What to produce:
Write out, unchanged, the lines from the one holding "Where can the black and" to the close of the listing. Both the first and last lines belong in it.

Extracted records:
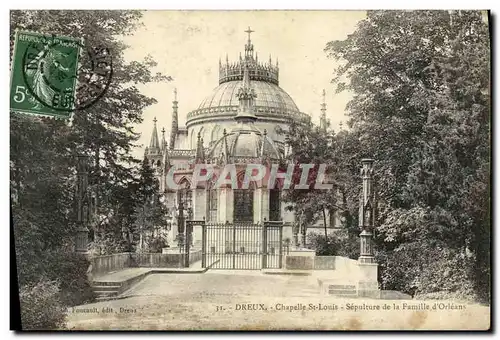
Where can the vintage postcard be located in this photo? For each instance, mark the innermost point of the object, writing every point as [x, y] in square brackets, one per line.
[250, 170]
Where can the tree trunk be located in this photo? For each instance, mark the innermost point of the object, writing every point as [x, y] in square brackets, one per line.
[324, 221]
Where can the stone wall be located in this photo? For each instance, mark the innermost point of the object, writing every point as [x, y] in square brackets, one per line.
[324, 262]
[109, 263]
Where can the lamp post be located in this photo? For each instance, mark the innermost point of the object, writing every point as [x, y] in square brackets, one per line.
[366, 213]
[82, 208]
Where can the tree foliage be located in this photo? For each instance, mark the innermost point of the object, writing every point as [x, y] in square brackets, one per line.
[43, 158]
[420, 81]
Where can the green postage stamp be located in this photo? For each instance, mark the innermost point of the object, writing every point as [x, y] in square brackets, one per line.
[44, 74]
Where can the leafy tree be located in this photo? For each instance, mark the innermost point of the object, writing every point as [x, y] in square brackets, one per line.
[43, 157]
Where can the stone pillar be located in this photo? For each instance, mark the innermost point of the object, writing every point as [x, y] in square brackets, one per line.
[199, 213]
[82, 206]
[366, 212]
[260, 205]
[181, 226]
[368, 278]
[225, 204]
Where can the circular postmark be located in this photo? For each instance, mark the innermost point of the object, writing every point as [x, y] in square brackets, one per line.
[61, 78]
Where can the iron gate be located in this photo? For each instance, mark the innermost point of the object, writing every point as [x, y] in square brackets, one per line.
[242, 245]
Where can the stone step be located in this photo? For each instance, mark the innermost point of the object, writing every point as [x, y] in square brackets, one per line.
[106, 288]
[105, 293]
[342, 289]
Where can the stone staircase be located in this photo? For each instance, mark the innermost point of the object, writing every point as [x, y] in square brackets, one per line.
[106, 290]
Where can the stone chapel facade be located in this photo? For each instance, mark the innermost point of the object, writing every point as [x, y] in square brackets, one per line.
[237, 123]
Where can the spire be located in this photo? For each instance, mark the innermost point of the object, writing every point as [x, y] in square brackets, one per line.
[200, 154]
[249, 45]
[262, 147]
[226, 148]
[246, 96]
[154, 143]
[163, 141]
[166, 159]
[322, 119]
[175, 121]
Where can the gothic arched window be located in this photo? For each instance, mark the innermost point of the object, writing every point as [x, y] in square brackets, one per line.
[215, 133]
[243, 204]
[212, 201]
[184, 195]
[275, 203]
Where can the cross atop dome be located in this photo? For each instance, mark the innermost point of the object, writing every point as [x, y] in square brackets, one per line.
[256, 70]
[249, 45]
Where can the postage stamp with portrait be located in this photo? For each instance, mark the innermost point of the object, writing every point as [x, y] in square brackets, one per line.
[56, 75]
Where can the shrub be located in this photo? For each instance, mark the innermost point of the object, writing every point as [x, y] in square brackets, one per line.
[71, 271]
[324, 246]
[41, 307]
[156, 245]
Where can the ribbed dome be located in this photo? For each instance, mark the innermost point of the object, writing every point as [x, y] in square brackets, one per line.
[269, 96]
[245, 143]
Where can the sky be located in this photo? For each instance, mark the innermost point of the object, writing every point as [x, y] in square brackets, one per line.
[187, 46]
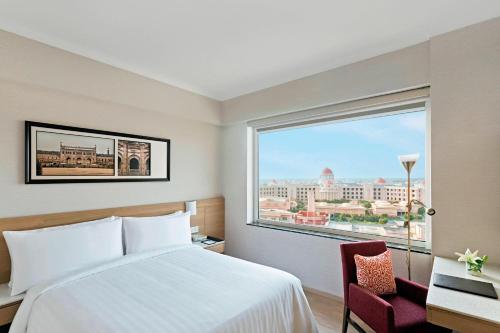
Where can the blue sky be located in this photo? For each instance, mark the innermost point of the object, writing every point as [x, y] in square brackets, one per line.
[366, 148]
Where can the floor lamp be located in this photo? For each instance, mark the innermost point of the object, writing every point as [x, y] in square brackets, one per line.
[408, 161]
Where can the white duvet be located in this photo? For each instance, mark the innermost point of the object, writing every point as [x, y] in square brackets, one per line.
[179, 289]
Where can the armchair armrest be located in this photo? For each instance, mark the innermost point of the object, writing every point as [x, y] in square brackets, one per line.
[373, 310]
[411, 290]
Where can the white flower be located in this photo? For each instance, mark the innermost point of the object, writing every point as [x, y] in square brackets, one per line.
[468, 256]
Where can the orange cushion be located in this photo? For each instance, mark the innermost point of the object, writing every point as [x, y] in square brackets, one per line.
[375, 273]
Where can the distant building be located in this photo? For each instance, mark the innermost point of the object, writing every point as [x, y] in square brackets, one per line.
[75, 156]
[276, 203]
[328, 189]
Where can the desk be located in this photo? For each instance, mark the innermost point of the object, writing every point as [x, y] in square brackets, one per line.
[461, 311]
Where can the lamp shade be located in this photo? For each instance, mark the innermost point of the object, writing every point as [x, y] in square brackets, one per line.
[191, 207]
[409, 158]
[408, 161]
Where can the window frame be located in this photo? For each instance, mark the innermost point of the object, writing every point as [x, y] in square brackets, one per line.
[416, 104]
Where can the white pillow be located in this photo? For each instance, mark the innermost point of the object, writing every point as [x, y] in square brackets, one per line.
[44, 254]
[148, 233]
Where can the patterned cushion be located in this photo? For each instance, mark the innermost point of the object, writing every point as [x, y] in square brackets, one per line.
[375, 273]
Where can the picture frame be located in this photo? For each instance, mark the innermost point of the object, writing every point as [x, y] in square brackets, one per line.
[67, 154]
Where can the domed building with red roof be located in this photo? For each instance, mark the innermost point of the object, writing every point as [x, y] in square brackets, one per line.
[328, 188]
[326, 179]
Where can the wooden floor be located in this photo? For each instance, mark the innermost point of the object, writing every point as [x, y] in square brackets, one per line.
[328, 312]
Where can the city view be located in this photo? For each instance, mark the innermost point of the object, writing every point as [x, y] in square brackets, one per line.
[360, 200]
[366, 206]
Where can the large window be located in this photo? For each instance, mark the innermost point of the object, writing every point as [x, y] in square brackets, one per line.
[344, 176]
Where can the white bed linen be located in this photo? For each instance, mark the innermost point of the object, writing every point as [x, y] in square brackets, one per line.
[176, 289]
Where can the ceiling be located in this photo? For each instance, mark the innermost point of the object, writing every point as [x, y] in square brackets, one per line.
[226, 48]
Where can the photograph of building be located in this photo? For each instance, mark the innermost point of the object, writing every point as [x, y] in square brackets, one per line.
[74, 155]
[134, 158]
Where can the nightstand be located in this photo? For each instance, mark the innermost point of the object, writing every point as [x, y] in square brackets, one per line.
[218, 246]
[8, 304]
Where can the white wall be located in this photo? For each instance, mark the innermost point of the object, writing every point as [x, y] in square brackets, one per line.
[462, 68]
[41, 83]
[465, 94]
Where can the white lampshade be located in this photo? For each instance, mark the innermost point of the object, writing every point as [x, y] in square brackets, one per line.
[191, 207]
[408, 158]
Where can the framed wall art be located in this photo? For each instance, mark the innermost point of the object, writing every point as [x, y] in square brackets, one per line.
[64, 154]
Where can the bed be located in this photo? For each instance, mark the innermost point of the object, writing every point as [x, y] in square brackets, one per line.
[181, 288]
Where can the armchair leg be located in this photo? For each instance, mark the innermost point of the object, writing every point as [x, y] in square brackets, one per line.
[345, 319]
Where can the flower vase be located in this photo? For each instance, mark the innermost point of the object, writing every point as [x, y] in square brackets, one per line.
[472, 269]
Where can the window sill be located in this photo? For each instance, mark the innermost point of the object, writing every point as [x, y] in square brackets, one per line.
[416, 249]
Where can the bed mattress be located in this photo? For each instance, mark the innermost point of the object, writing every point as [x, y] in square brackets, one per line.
[176, 289]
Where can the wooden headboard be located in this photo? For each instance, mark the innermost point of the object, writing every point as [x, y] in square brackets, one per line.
[209, 217]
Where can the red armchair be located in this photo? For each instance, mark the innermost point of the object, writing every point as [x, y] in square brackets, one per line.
[401, 312]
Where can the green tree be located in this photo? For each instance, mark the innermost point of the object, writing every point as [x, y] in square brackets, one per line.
[383, 220]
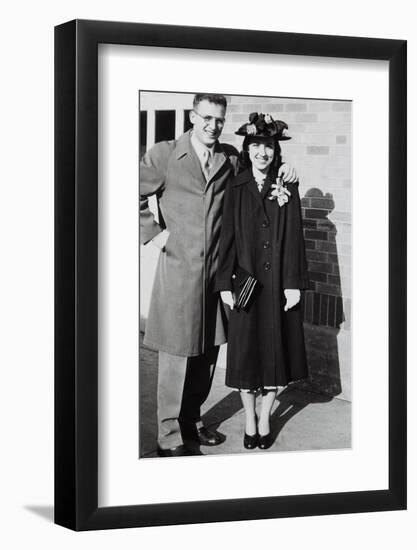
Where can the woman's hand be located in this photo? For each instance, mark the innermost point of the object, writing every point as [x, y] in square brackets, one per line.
[292, 296]
[227, 298]
[287, 173]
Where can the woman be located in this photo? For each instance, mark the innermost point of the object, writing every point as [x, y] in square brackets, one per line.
[261, 270]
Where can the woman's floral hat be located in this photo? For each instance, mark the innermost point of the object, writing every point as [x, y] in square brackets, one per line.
[263, 125]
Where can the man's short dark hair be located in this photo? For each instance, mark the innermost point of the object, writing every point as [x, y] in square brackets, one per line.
[217, 99]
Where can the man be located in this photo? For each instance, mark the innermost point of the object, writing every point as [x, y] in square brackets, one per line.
[186, 321]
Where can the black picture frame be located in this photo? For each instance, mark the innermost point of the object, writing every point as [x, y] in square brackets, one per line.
[76, 272]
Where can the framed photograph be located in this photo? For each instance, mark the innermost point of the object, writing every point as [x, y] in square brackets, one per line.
[230, 235]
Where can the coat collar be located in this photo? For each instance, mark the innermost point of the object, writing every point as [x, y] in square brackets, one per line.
[246, 177]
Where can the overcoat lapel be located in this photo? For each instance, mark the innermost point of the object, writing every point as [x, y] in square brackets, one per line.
[219, 158]
[185, 151]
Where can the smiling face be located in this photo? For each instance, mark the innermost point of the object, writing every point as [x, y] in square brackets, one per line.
[208, 121]
[261, 152]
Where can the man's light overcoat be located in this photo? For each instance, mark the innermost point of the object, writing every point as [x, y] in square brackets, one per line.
[186, 316]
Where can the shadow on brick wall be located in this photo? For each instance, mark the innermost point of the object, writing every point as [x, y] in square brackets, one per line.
[323, 302]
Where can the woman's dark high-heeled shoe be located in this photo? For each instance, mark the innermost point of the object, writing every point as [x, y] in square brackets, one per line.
[265, 441]
[251, 441]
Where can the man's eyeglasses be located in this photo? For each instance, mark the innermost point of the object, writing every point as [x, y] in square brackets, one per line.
[208, 119]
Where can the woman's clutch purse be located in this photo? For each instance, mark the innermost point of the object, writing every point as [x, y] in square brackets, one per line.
[244, 285]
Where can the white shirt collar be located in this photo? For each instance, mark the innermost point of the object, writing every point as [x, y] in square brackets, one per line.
[200, 148]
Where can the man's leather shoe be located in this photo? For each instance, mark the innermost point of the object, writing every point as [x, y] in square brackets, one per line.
[203, 436]
[181, 450]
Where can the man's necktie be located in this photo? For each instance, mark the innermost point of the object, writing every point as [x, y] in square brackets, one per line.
[206, 164]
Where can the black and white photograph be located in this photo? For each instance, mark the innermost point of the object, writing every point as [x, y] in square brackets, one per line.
[245, 274]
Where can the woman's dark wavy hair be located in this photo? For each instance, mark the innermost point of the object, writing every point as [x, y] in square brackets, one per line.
[245, 162]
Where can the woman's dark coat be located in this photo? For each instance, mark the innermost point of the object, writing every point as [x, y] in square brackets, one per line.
[185, 315]
[265, 344]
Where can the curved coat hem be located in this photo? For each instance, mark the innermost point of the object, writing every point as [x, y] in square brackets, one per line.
[179, 352]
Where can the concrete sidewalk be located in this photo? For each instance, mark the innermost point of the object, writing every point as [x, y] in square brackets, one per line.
[301, 420]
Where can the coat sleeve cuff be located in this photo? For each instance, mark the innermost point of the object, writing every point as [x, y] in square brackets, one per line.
[302, 283]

Output of the task:
Where can the black and white photograph be located in this photo? For each instance, mark the innermost point of the object, writing every point as [x, y] in square brackets, one per line.
[245, 274]
Where can the woman's dark wavy hair be located in this photo? For each instance, mark the innermost point of the object, writing every point as [x, y] in square brackets, one per line.
[245, 162]
Where can the woman's dark coat be located in this photo? For each instance, mark the innermost point of the object, writing every point as [x, y] in square brackets, one per line.
[185, 315]
[265, 344]
Where can the curved coat hem be located in this photo? For each instance, mark the innermost point of the object, writing every point as [x, y] in square brackets, one per line.
[179, 352]
Where can the concrete sidewalk be located in this photo? For each instance, mark the innermost point of the object, writing every point as [x, y] in square brackets, one per line.
[301, 420]
Where can the coat sleeve cuff be located in this photo? For each instance, mark the innermost point of the object, writing every point as [x, y] in square brackets, one per line.
[302, 283]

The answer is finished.